**TESTO DA ESAMINARE:**

--------------------------------

Si tratta di sequenze di movimenti che coinvolgono due o più personaggi seduti di fianco, frontali rispetto al pubblico, che hanno la funzione di raccontare la sostanza intima della loro relazione. In alcuni momenti dello spettacolo, questo processo è accompagnato da musica, in altri avviene sulle battute. Attorno a questo nucleo di partiture fisiche si è articolato il vero e proprio lavoro sulle scene, guidato da Loredana con il contributo ingegnoso di Alberto Bellandi e Laura Ruocco, addetti alla cura dei movimenti scenici e delle coreografie”.
E lei, personalmente, che punto di vista ha sui riadattamenti azzardati di drammi classici?
“Dipende cosa si intende per ‘azzardato’. Per me un lavoro su un materiale diventa azzardato nel momento in cui prendono il sopravvento l’arbitrarietà e il non necessario. Non sono contrario all’inclusione di scelte originali, ma devono avere una coerenza con la necessità del racconto. Avere una grande cultura e un ricco repertorio di immagini è un’arma a doppio taglio. Se nel mettere in scena Amleto vuoi ‘raccontare la storia di Amleto come la farei io’, hai già perso. Tutto si riduce a un’esposizione del proprio ego.
Se invece vuoi condividere attraverso un racconto la tua esperienza umana su un aspetto in particolare per cui quella vicenda è più rappresentativa di altre e metti la tua creatività coerentemente a servizio del racconto, è già qualcosa. A noi interessava raccontare il rifiuto delle nuove generazioni dei ruoli imposti dalle tradizioni portate avanti da quelle precedenti. Se ci siamo riusciti o meno, spetta al pubblico deciderlo. Personalmente preferisco la scena vuota, anche se è quasi un’utopia”.
Lei è talmente giovane che forse non è fuori luogo chiederle: cosa vuol fare da grande?
“È una domanda pericolosa, perché delega a un futuro non precisato il prendere posizione su quello che voglio fare della mia vita. Secondo me, essere ‘grande’ non è tanto un fatto anagrafico, quanto una qualità umana. Esistono situazioni per cui uno può essere grande anche a otto anni. Preferisco chiedermi: ‘cosa voglio fare ora della mia vita?’. Voglio essere una persona più presente. E poi vorrei cambiare casa”.
Sul palco lei si è dimostrato particolarmente dotato, la sua interpretazione di Amleto è stata intensa e molto apprezzata, ma al di là di questo, lei ha altri talenti?
“La danza e la scrittura. Sono le due forme creative che prediligo oltre alla recitazione”.
Sembra che almeno a Roma, finita la pandemia, la scena teatrale si sia rimessa in moto più energica di prima: secondo lei è davvero così?

--------------------------------

**DATI REGISTRATI:**
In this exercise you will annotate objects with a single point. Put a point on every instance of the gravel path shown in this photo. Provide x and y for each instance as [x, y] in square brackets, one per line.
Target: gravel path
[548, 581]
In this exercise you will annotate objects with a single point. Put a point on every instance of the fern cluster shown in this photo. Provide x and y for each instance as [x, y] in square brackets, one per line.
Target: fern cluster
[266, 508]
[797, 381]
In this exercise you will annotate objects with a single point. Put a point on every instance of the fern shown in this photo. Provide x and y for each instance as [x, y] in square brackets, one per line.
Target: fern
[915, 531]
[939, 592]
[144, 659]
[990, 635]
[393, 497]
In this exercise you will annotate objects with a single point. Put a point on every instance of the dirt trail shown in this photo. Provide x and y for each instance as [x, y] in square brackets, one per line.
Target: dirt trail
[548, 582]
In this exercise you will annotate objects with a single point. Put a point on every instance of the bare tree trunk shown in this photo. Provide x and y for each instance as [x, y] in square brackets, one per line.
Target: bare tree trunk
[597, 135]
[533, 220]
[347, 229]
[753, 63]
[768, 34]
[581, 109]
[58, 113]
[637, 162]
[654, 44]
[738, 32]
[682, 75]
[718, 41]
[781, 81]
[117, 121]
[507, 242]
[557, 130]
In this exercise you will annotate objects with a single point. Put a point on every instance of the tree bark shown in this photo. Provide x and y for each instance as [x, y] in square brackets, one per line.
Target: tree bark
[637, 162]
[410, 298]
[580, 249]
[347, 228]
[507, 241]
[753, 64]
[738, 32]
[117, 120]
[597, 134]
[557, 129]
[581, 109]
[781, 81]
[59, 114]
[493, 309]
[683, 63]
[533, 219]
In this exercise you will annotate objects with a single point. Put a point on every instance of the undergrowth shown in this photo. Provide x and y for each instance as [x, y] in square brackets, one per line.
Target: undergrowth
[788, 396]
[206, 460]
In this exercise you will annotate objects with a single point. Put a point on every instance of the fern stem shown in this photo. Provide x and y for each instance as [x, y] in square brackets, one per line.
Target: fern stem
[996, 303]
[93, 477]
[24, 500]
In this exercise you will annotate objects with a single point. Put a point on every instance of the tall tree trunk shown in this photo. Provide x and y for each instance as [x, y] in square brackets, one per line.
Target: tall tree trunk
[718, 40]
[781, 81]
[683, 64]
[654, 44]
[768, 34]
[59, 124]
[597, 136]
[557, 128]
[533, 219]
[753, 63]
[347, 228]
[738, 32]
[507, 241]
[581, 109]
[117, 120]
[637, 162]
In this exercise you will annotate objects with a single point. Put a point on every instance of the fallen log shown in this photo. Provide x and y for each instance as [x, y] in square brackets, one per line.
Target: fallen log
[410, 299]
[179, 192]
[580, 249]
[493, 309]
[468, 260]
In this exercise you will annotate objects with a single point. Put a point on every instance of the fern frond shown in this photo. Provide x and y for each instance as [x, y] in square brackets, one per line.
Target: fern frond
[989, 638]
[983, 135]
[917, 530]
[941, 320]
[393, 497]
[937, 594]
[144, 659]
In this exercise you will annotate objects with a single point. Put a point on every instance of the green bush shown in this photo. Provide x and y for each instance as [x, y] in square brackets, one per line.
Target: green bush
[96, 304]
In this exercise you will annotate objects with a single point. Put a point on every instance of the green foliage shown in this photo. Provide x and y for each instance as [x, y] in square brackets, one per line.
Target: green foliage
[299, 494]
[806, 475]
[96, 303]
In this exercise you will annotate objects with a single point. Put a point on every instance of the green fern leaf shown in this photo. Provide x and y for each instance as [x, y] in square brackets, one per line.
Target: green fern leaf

--------------------------------

**IL TUO OBIETTIVO:**
Per favore, stabilisci se ciascuna affermazione concorda con l'intervista, rispondendo sì o no e citando le parole decisive del testo. 1. Chi risponde preferisce la scena vuota. 2. Secondo chi risponde, essere "grande" è soprattutto una questione di età anagrafica. 3. Oltre alla recitazione, le forme creative predilette da chi risponde sono la danza e la scrittura. I record sono materiale a sé, distinto dal testo.

**RISPOSTA AL COMPITO:**
1. Sì: «Personalmente preferisco la scena vuota, anche se è quasi un’utopia»
2. No: «essere ‘grande’ non è tanto un fatto anagrafico, quanto una qualità umana»
3. Sì: «La danza e la scrittura. Sono le due forme creative che prediligo oltre alla recitazione»